### Task material

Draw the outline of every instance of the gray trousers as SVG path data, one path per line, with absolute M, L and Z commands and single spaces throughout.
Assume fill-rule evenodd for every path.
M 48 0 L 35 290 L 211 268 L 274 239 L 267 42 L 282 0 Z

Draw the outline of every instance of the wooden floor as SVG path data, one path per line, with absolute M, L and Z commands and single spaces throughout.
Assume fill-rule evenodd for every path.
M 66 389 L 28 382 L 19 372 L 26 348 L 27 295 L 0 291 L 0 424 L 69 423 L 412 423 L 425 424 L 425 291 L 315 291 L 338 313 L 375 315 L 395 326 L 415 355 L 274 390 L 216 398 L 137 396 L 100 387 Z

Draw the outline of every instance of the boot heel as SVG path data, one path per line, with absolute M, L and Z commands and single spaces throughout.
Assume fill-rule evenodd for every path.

######

▸ Exercise task
Copy out all of the records above, line for line, with no changes.

▸ Task answer
Draw the outline of every instance of the gray trousers as SVG path data, one path per line, with absolute M, L and Z commands and single spaces throughout.
Assume fill-rule evenodd for every path.
M 48 0 L 35 290 L 211 268 L 274 239 L 267 42 L 282 0 Z

Draw the outline of every instance of the wooden floor as SVG path data, one path per line, with absolute M, L and Z commands and single spaces throughout.
Assume fill-rule evenodd for every path.
M 66 389 L 28 382 L 19 372 L 26 348 L 27 295 L 0 291 L 0 424 L 69 423 L 412 423 L 425 424 L 425 291 L 315 291 L 338 313 L 375 315 L 395 326 L 415 355 L 274 390 L 216 398 L 137 396 L 100 387 Z

Draw the outline of every instance of the boot heel as SVG path data, one path per line, with absolute M, L and Z commands and single spaces throughout.
Assume fill-rule evenodd for every path.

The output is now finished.